> [STATED TASK]: Reproduce the lines below word for word.

> [MATERIAL SHOWN]:
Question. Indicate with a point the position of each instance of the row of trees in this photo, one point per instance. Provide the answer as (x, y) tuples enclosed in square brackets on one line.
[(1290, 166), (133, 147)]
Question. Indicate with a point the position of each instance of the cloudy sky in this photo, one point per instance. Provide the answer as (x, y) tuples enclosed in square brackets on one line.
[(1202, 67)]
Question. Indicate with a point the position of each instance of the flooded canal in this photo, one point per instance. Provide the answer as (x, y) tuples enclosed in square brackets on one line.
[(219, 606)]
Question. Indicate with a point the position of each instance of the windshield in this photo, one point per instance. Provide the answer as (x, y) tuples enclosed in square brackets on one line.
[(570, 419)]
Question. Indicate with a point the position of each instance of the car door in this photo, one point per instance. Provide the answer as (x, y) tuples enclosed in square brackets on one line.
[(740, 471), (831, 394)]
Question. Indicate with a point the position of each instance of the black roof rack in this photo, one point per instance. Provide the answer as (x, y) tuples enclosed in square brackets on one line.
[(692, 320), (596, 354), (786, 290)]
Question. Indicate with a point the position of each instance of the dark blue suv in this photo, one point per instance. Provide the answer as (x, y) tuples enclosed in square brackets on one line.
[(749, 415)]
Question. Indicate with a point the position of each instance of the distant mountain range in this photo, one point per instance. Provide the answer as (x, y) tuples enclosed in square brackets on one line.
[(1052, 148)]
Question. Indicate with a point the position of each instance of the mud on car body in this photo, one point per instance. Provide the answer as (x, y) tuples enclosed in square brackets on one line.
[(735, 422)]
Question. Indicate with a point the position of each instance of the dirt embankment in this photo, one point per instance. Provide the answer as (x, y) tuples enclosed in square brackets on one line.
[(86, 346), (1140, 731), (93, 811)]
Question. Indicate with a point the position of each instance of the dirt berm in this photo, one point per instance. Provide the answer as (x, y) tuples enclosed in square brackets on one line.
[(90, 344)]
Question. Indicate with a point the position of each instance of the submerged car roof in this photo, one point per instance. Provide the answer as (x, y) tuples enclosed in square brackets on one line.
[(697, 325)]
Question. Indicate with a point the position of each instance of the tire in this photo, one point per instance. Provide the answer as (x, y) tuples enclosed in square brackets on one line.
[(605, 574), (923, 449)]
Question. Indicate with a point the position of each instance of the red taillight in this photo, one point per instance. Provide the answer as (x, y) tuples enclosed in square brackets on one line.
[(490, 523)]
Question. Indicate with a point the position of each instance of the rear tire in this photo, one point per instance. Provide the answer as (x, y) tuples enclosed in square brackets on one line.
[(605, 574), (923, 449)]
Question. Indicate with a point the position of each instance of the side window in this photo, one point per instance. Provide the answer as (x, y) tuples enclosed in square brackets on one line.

> [COMPLETE OUTPUT]:
Question. Indicate with a point the position of each instance of the row of trees in this photo, one point per instance. Provide the answer as (x, y) tuples enclosed in square brackets on one line.
[(1290, 166), (133, 147)]
Question. Indicate with a point the position of each instance of the cloudy sky in this photo, one point per instance. Provide the answer as (x, y) tuples enclosed in square brackets on one line.
[(1202, 67)]
Question. Indicate with a point the position of each instance of the flooded canal in this photo, one point per instance. Provide the answer as (x, y) tuples enclosed in square brackets on one line.
[(219, 606)]
Question. Indicate with a point the position of each instance of the windshield in this photo, one point per instance. Provide the answer as (x, y) tuples enclosed in square brackets on one line.
[(570, 419)]
Question. Indicate with a point the position of each instance of the car door in this photo, one point per instance. Provide the answer as (x, y) tuples enclosed in square brackets on one line.
[(740, 471), (831, 394)]
Question. Indicate with a point the position of each instance of the black roof rack in this photo, one point per instance. Provide the answer as (x, y) tuples enclosed in square brackets on one line.
[(692, 320), (596, 354), (786, 290)]
Question. Indicate with a point the position of each instance of the dark blue suv in this photo, one point per instance. Provide the answer as (x, y) tuples enclosed in square brackets on one line.
[(749, 415)]
Question. Indicate with a point the position of each instance of the distant mountain range in this photo, one point per instance. Provide the answer as (x, y) tuples enclosed in square brackets on one line.
[(1052, 148)]
Question. Indicate with a point the position of each instance of the mud on car body in this photo, one point per instance. Provide the answer as (x, y) tuples enclosed in square brackets on one line.
[(735, 422)]
Question. Indicate with a point the position of each instance of the dirt embankment in this photo, one point per instance. Provide the answer as (x, y) tuples enclosed in square brackets on one line.
[(86, 346), (1140, 731), (93, 811)]
Question. Indicate with a point the position of each instance of the dirt berm in this photo, one point per instance. Provide the answer as (x, y) tuples enclosed in square brackets on one line.
[(90, 344)]
Question. Indicate with a point the position of each instance of the submerged car roof in this photo, one point per instance. Provide the answer as (x, y) tuples enclosed in square brackets on one line.
[(697, 325)]
Question. Indicate with a point the position of each instance of the tire in this photo, one point per instance. Provide the answer as (x, y) tuples enclosed in square brackets on one line.
[(605, 574), (923, 449)]
Question. Indicate with a point the position of each instance of the red taillight in this photo, one point per instance. Provide the answer as (x, y) tuples enclosed in square brackets on one line.
[(490, 523)]
Question. Indicate with a point the position of each instance of the rear tire in this photo, one point per instance. Provide the answer as (x, y) tuples enclosed in square brackets on one line.
[(605, 574), (923, 449)]
Question. Indicate with a point the position of each instance of the side window in this photo, one point per instance. Provide the answer as (x, y) tuples enclosed in square brackets on one line.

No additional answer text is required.